**THE EXERCISE:** Copy out word for word the lines of the records beginning with the line that contains "Target: cloud" and continuing through the end of the records.

**GIVEN RECORDS:**
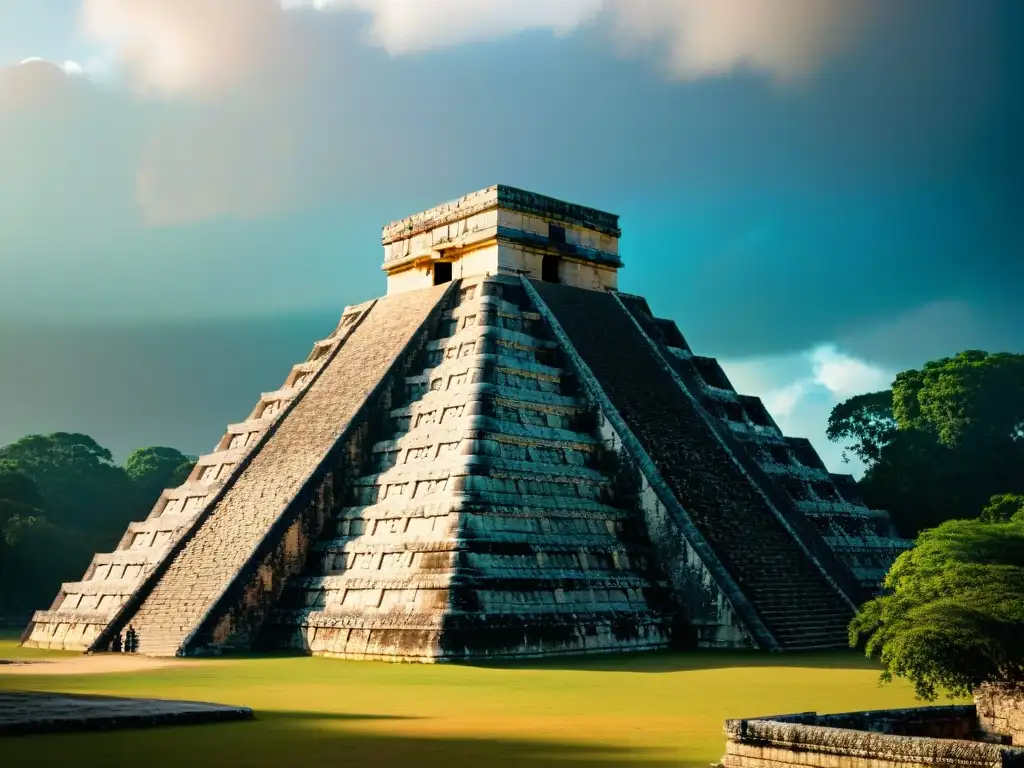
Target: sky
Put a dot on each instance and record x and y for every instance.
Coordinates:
(820, 194)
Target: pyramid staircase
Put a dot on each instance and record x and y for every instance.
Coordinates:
(175, 572)
(486, 522)
(782, 568)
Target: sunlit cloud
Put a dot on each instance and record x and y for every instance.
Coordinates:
(800, 391)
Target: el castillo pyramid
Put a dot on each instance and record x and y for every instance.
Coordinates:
(503, 457)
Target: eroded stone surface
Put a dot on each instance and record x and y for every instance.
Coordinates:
(50, 713)
(923, 736)
(515, 469)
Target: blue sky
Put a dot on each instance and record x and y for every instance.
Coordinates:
(820, 194)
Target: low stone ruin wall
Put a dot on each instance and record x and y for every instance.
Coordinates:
(935, 736)
(1000, 710)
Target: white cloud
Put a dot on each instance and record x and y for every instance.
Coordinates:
(785, 38)
(698, 38)
(412, 26)
(188, 46)
(199, 46)
(845, 376)
(800, 391)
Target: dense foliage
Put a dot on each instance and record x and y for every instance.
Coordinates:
(944, 439)
(952, 616)
(62, 498)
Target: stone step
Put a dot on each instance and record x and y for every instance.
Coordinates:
(193, 582)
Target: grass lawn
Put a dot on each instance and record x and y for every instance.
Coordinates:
(650, 710)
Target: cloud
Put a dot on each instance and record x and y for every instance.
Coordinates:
(200, 47)
(245, 60)
(800, 391)
(196, 47)
(784, 38)
(402, 27)
(699, 38)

**RIGHT ANSWER:**
Target: cloud
Put a dot on each instance and record x and y for every instance.
Coordinates:
(200, 47)
(245, 60)
(800, 391)
(196, 47)
(784, 38)
(402, 27)
(699, 38)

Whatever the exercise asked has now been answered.